• **Your goal**
Word for word, set down the entries below.

• **Available records**
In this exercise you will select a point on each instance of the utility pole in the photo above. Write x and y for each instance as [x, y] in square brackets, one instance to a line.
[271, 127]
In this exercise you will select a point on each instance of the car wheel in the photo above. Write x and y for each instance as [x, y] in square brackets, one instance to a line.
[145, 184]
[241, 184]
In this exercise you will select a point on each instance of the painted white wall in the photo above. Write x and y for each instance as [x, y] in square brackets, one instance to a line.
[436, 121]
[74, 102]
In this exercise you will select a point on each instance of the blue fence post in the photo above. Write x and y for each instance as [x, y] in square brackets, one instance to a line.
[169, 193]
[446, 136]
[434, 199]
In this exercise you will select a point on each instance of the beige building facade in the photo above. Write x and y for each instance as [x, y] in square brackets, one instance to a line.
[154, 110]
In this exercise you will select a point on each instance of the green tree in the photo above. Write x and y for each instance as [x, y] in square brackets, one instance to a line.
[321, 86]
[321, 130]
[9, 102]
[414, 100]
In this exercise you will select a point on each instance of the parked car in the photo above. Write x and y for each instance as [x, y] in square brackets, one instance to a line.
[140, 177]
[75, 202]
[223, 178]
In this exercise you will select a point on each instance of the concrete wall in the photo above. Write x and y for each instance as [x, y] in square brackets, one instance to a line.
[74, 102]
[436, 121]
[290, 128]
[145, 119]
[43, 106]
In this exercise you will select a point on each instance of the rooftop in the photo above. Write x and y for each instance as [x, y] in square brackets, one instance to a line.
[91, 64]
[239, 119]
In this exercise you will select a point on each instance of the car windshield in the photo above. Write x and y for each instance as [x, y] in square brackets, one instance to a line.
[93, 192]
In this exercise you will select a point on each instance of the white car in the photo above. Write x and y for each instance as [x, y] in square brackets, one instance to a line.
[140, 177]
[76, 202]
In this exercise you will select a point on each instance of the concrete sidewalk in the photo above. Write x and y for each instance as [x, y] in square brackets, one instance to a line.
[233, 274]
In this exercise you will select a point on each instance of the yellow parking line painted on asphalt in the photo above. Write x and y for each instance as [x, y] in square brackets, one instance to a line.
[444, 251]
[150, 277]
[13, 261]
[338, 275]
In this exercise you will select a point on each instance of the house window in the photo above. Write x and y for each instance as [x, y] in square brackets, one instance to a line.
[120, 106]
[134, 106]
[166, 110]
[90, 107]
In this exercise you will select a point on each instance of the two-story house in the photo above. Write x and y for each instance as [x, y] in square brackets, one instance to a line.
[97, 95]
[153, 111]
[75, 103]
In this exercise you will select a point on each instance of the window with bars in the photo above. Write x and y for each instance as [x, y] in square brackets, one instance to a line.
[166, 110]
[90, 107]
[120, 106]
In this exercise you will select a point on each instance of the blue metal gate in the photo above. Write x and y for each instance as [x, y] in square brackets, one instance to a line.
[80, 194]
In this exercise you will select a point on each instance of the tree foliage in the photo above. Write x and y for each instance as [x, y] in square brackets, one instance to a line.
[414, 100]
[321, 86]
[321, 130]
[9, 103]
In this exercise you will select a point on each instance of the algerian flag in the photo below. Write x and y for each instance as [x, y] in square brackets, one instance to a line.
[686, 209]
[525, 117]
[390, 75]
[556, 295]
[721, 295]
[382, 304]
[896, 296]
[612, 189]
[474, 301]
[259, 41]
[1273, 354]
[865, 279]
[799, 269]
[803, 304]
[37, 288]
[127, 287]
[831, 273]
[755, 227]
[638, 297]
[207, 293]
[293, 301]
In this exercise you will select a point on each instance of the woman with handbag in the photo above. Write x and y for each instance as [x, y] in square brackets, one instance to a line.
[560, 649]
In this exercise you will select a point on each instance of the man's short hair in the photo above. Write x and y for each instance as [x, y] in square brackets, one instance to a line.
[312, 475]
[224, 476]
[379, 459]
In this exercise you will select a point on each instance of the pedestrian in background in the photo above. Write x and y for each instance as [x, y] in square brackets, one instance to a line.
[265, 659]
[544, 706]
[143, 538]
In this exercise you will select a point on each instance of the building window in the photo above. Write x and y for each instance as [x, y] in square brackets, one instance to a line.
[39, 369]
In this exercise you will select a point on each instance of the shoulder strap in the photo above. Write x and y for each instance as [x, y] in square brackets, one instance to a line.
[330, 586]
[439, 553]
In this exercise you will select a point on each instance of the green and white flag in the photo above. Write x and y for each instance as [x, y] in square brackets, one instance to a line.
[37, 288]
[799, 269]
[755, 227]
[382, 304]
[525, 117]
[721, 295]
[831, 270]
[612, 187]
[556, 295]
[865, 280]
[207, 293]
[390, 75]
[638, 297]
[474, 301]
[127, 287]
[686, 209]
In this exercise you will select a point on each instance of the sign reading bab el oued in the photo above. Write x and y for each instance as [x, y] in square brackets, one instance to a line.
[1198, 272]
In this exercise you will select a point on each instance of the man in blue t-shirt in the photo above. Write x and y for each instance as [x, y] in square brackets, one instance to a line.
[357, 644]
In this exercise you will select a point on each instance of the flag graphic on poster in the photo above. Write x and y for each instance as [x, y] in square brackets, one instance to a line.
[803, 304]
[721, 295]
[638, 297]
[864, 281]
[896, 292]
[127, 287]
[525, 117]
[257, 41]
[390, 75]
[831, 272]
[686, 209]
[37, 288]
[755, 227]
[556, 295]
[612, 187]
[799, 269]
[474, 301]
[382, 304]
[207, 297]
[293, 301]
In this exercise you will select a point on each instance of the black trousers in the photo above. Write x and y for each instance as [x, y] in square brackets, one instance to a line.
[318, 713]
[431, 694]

• **Expected output**
In this exercise you will select a point on each instance of the utility pole in the photo above. Write x and y for each instance as [x, y] in square brackets, one instance to a line.
[271, 127]
In this exercise you will select a point on each instance of the car wheel in the photo above. Write x and y for each instance as [x, y] in square brackets, one instance to a line.
[145, 184]
[241, 184]
In this exercise you will select a point on each instance of the painted white wall in the photo above. Write x and y for each instance as [x, y] in square brackets, one instance to a line.
[436, 121]
[74, 102]
In this exercise you will select a point on each instance of the blue fence post in the photo above. Write x and y for each instance as [x, y] in square brackets, one instance to a line.
[169, 193]
[446, 136]
[434, 199]
In this exercise you will select a point on each instance of the beige building facade in the photo above. Write x and y for each instance as [x, y] in square brackets, one instance to a line.
[154, 110]
In this exercise you will select a point on each instance of the green tree in the photo above. Write x and y for each instance as [x, y] in square brackets, one instance to a line.
[321, 86]
[321, 130]
[9, 102]
[414, 100]
In this exercise you will select a point on each instance of the parked car in the photo above. Write x and y for each instance as [x, y] in square brackets, one instance to a line.
[140, 177]
[75, 202]
[223, 178]
In this exercise you will select a point on each instance of the concrete wall in the photo above. Write x and y for each instance as [x, y] in square brackets, one instance to a line.
[74, 102]
[436, 121]
[290, 128]
[145, 119]
[43, 106]
In this exercise you will select a point on each instance of the rooftop in the photo above. Write x and y for each instance as [x, y] in square brackets, one instance to a line.
[91, 64]
[239, 119]
In this exercise you will select a point on each instance of the car windshield in the photo above. Write x and y for each instance as [x, y] in square brackets, one instance to a line.
[93, 192]
In this exercise you will select a point on each instance of the white car in the photo above. Write x and y for each instance as [x, y] in square brackets, one instance to a line.
[140, 177]
[76, 202]
In this exercise you will select a point on each instance of the concrete sidewalk in the photo above. Write x and y for each instance as [x, y] in square brackets, one instance to a line.
[233, 274]
In this exercise you will select a point on each instance of the yellow parking line painted on asphalt in the photo above. Write x and y for each instance as [x, y] in square brackets, one instance to a line.
[444, 251]
[150, 277]
[13, 261]
[338, 275]
In this exercise you will select a point on each instance of the house window in the photo above. Write x and y for each instance as [x, y] in square brackets, one instance to a line.
[120, 106]
[134, 106]
[166, 110]
[90, 107]
In this exercise you will select a point on each instance of the two-story house in the photo above. Write x and y for each instance as [x, y] in square brackets, one instance to a line.
[97, 95]
[153, 111]
[75, 103]
In this exercise you will select a point on each instance of the window with bars in the photo above. Write x and y for each instance as [x, y] in square brackets, one instance to a line.
[166, 110]
[90, 107]
[120, 106]
In this exercise you will select a point on each instance of the blue metal gate in the photo above. Write x and y for each instance as [x, y] in square brackets, one instance to a line.
[80, 194]
In this exercise you will select a point on each instance of the tree foliage in the photo above. Write x and y for each instance as [x, y] in square brackets, one instance to a line.
[414, 100]
[321, 86]
[321, 130]
[9, 103]
In this exercise you will select a point on each instance of the algerian flag in the photo below. Write x and y for each instance as [x, y] in square brackets, one instance to a line.
[686, 209]
[525, 117]
[390, 75]
[556, 295]
[721, 295]
[382, 304]
[896, 296]
[612, 189]
[474, 301]
[259, 41]
[1273, 354]
[865, 279]
[799, 269]
[803, 304]
[37, 288]
[127, 287]
[831, 273]
[755, 227]
[638, 297]
[207, 293]
[293, 301]
In this exercise you will select a point on each instance of the woman with handbag in the photo above. Write x and y for each instance as [x, y] in square brackets, one instance to a line.
[560, 649]
In this exercise you will select a point on each instance of the man's short hair in the photo above. Write x and y for each instance as [x, y] in square brackets, one instance to a line.
[312, 475]
[224, 476]
[379, 459]
In this exercise you will select a point on each instance of the pedestrian in background in the photo above. Write x and y for each instance as [x, y] in square brackets, one instance to a line.
[265, 659]
[544, 706]
[143, 538]
In this exercise you will select a point on each instance of the building window in the photo above. Write x and y for each instance as [x, y] in square brackets, one instance to a line.
[39, 369]
In this exercise you will select a point on each instance of the shoulder strap in the photo above. Write x and y for each instance as [x, y] in square brackets, one instance to a line.
[330, 586]
[439, 553]
In this exercise you will select a point on each instance of the green and white flag in the photo above. Write x and y for each instance as [x, y] in square brackets, one instance to a line.
[37, 288]
[799, 269]
[755, 227]
[382, 304]
[525, 117]
[721, 295]
[831, 270]
[612, 187]
[556, 295]
[865, 280]
[207, 293]
[390, 75]
[638, 297]
[474, 301]
[127, 287]
[686, 209]
In this exercise you will select a point on each instance of the sign reading bab el oued in the photo above. Write x and y for each instance as [x, y] in square brackets, one instance to a line.
[1198, 272]
In this exercise you will select a point on each instance of the man in blue t-shirt in the photo above. Write x and y for each instance as [x, y] in square brackets, one instance to a line.
[357, 644]
In this exercise you will select a point on each instance of the flag graphic on poster in the photo above. Write x and y for each instance as [x, y] in square brackets, one instance to a line.
[803, 304]
[721, 295]
[638, 297]
[864, 281]
[896, 292]
[127, 287]
[525, 117]
[257, 41]
[390, 75]
[831, 272]
[686, 209]
[37, 288]
[755, 227]
[556, 295]
[612, 187]
[799, 269]
[474, 301]
[382, 304]
[207, 297]
[293, 301]
In this exercise you will select a point on each instance of the black trousers in the photo above. Write x and y for each instance as [x, y] in square brackets, one instance to a line.
[318, 713]
[431, 694]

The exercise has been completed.